TEXT EXCERPT below:

28 April 2013

Rainbows End

Rainbows End by Vernor Vinge
2007 Hugo Award Winner
Read by Eric Conger
Got it from: Own it
14h 46m

After medical treatments make it possible for Alzheimer patients to completely recover, Robert Gu finds himself in a pretty intensive rehab program.  He isn’t the person he used to be, and he doesn’t live in the same world either.  He was a famous poet in a world similar to ours. Now he is no one, learning how to “sming” and how to interface with computers.  It is during his rehab at Fairmont High School, that Robert becomes embroiled in a conspiracy plot to end all conspiracy plots.

Multiple realities
So there is one reality where an author has an uncanny ability to tap into the most salient features of some really complex issues.  In Rainbows End, Vinge reminds us how well he capitalizes on our most deep-rooted fears and our most lofty scientific achievements.  In beginning this book, I had figured Rainbows End for another goldmine of Vinge-y, SF goodness…but I didn’t labor under that delusion for long.

End of TEXT EXCERPT.
THE DATA below:

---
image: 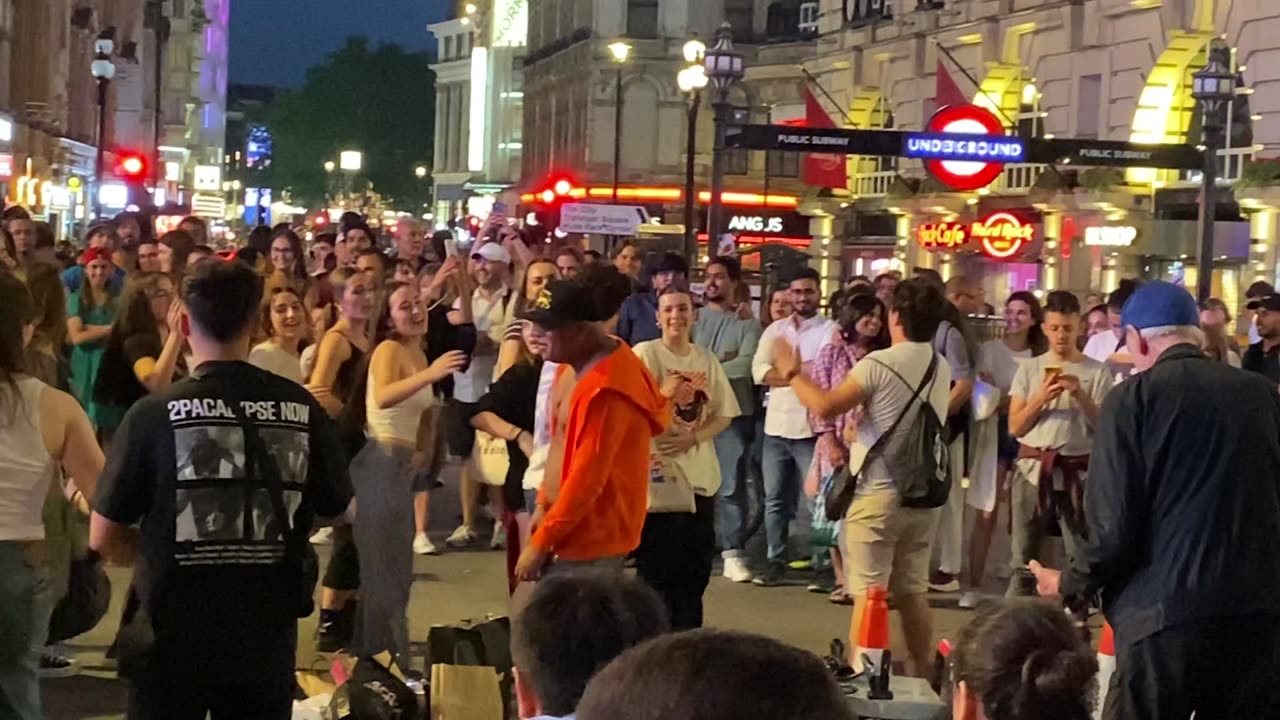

End of THE DATA.

WHAT NEEDS TO BE DONE: Copy out the Rainbows End review from the top of this page in full, word for word.

TASK SOLUTION:
28 April 2013

Rainbows End

Rainbows End by Vernor Vinge
2007 Hugo Award Winner
Read by Eric Conger
Got it from: Own it
14h 46m

After medical treatments make it possible for Alzheimer patients to completely recover, Robert Gu finds himself in a pretty intensive rehab program.  He isn’t the person he used to be, and he doesn’t live in the same world either.  He was a famous poet in a world similar to ours. Now he is no one, learning how to “sming” and how to interface with computers.  It is during his rehab at Fairmont High School, that Robert becomes embroiled in a conspiracy plot to end all conspiracy plots.

Multiple realities
So there is one reality where an author has an uncanny ability to tap into the most salient features of some really complex issues.  In Rainbows End, Vinge reminds us how well he capitalizes on our most deep-rooted fears and our most lofty scientific achievements.  In beginning this book, I had figured Rainbows End for another goldmine of Vinge-y, SF goodness…but I didn’t labor under that delusion for long.